## Lista de atividades
(a) Responda às perguntas seguintes com base no excerto sobre os recibos verdes.
(i) A partir de que ano o "mínimo de existência" do IRS passa a abranger os trabalhadores independentes?
(ii) Para quem existe hoje essa regra?
(iii) Onde está prometida a reformulação do regime contributivo dos trabalhadores independentes?
(b) Extraia todas as linhas dos registos que contêm a palavra "clicks".

## Excerto fornecido
Em cima da mesa estão outras medidas que abrangem quem passa recibos verdes. A partir de 2018 o chamado “mínimo de existência” do IRS vai passar a abranger os trabalhadores independentes, algo que hoje só existe para os pensionistas e os trabalhadores por conta de outrem. Na Antena 1, Centeno defendeu a importância da medida, pelo “impacto enorme” que terá nos “falsos recibos verdes”. Esta é a regra que impede que os contribuintes, depois de aplicadas as regras do imposto, não fiquem com um rendimento líquido anual inferior a um determinado montante.

Há, no entanto, outras medidas dirigidas aos recibos verdes que ainda não estão no terreno. Apesar de a reformulação do regime contributivo dos trabalhadores independentes estar prometida no programa do Governo e nos últimos orçamentos, a medida continua a não avançar, deixando estes trabalhadores presos a um sistema muito criticado.

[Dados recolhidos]
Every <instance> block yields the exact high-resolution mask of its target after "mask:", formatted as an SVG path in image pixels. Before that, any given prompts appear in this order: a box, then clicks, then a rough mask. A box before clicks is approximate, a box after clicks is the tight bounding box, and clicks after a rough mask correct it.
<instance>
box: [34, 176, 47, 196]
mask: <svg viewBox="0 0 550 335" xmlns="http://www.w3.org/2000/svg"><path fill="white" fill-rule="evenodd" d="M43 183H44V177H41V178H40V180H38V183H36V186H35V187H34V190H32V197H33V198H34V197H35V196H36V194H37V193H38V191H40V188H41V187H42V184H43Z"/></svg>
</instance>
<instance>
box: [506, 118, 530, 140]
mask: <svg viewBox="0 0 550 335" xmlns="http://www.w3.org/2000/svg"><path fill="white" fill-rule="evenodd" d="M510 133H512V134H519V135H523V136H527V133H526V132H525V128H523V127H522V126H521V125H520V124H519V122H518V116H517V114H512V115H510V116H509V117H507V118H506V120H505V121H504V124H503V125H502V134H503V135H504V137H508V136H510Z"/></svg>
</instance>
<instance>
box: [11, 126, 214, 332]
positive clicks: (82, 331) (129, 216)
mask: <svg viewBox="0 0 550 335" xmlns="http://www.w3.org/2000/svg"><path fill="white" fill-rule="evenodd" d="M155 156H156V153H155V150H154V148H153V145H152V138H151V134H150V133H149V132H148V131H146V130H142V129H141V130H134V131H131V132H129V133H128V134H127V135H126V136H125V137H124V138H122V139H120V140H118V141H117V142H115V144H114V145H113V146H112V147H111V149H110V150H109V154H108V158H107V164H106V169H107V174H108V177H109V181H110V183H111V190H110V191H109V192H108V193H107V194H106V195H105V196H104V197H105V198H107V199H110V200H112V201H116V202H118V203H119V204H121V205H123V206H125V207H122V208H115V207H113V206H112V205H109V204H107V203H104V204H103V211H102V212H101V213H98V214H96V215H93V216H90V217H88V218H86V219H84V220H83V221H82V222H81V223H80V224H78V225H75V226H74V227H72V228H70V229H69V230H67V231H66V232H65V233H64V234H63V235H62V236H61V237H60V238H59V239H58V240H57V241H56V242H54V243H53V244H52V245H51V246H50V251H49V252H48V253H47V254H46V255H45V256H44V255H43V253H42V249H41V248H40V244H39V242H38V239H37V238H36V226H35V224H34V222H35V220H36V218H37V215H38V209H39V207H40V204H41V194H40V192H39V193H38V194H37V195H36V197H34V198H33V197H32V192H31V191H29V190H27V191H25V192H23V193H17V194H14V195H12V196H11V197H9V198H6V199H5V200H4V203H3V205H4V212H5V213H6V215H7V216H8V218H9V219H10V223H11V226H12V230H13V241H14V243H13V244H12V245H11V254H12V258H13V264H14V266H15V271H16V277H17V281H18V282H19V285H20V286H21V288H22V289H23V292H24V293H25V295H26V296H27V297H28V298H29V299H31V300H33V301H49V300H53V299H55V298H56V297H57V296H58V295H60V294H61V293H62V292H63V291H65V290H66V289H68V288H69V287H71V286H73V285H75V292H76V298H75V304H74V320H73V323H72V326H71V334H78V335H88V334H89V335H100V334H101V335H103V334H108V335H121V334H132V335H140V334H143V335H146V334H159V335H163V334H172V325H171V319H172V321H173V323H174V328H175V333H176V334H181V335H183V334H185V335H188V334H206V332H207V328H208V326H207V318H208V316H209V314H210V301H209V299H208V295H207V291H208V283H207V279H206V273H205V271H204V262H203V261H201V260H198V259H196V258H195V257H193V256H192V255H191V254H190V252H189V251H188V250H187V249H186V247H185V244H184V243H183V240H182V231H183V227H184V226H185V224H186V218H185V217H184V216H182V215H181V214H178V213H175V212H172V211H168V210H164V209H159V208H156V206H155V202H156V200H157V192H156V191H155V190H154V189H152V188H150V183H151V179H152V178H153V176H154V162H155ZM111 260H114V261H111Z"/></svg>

## Respostas por tarefa
(a)
(i) A partir de 2018.
(ii) Para os pensionistas e os trabalhadores por conta de outrem.
(iii) No programa do Governo e nos últimos orçamentos.

(b)
Every <instance> block yields the exact high-resolution mask of its target after "mask:", formatted as an SVG path in image pixels. Before that, any given prompts appear in this order: a box, then clicks, then a rough mask. A box before clicks is approximate, a box after clicks is the tight bounding box, and clicks after a rough mask correct it.
positive clicks: (82, 331) (129, 216)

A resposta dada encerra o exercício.